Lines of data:
-- Start --

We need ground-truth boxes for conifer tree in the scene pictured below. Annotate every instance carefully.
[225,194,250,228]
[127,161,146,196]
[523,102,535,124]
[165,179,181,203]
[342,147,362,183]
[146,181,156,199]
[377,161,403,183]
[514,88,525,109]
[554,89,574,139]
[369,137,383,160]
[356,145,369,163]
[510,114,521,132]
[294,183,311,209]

-- End --

■ Exercise objective: Rewrite the lines above, changing "conifer tree" to "evergreen" and keeping everything else the same.

■ Output of the task:
We need ground-truth boxes for evergreen in the scene pictured below. Annotate every instance carefully.
[225,194,250,228]
[127,161,146,196]
[523,102,535,124]
[165,179,181,203]
[342,147,362,183]
[146,181,156,199]
[377,161,403,183]
[514,88,525,109]
[554,89,574,139]
[369,137,383,160]
[356,145,369,163]
[510,114,521,132]
[294,183,311,209]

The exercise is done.